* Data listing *
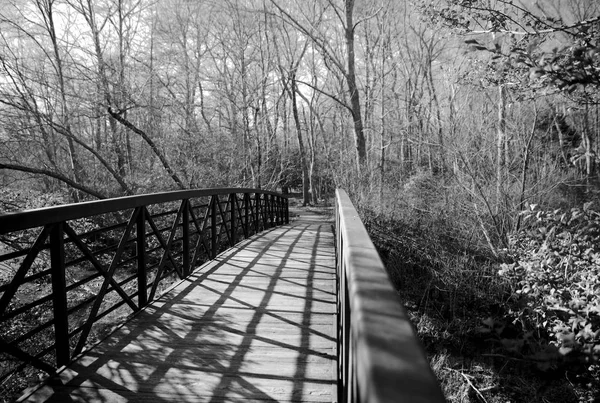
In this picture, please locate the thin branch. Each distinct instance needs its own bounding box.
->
[0,163,106,199]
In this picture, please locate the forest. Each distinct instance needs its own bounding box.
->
[0,0,600,402]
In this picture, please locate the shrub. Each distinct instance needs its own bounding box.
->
[496,204,600,370]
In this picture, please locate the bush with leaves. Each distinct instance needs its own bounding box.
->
[499,203,600,369]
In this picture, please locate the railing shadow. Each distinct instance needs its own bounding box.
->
[19,213,336,402]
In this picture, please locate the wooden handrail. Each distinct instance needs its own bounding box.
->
[335,189,445,403]
[0,188,281,235]
[0,188,289,382]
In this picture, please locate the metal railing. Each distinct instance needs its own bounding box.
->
[0,188,289,382]
[335,189,445,403]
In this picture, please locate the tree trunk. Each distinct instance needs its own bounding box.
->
[345,0,367,174]
[496,85,506,214]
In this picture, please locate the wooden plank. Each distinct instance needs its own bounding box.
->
[21,211,337,402]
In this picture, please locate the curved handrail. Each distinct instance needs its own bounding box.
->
[336,189,445,403]
[0,188,289,382]
[0,188,279,235]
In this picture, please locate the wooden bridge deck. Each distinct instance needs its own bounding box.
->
[23,213,337,402]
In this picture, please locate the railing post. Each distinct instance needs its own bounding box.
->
[229,193,237,246]
[254,193,260,232]
[136,207,148,309]
[244,193,250,238]
[181,199,191,278]
[210,195,219,259]
[269,195,277,227]
[50,222,71,368]
[283,197,290,224]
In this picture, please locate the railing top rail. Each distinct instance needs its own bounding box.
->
[336,189,445,403]
[0,188,286,235]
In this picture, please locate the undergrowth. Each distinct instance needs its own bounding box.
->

* WHAT THIS TASK INVOLVES *
Pick out every line in the records above that contains the string "railing", treating case as significant.

* WORKED ANSWER *
In this picture, please locate the railing shadow. Each distinct instance needs its own bounding box.
In this picture, please locate the metal railing. Each distinct instance needs its own bounding box.
In this picture, please locate the railing post. Each distinct instance needs its own bounding box.
In this picture, please locate the railing top rail. Each distinct instance needs its own bounding box.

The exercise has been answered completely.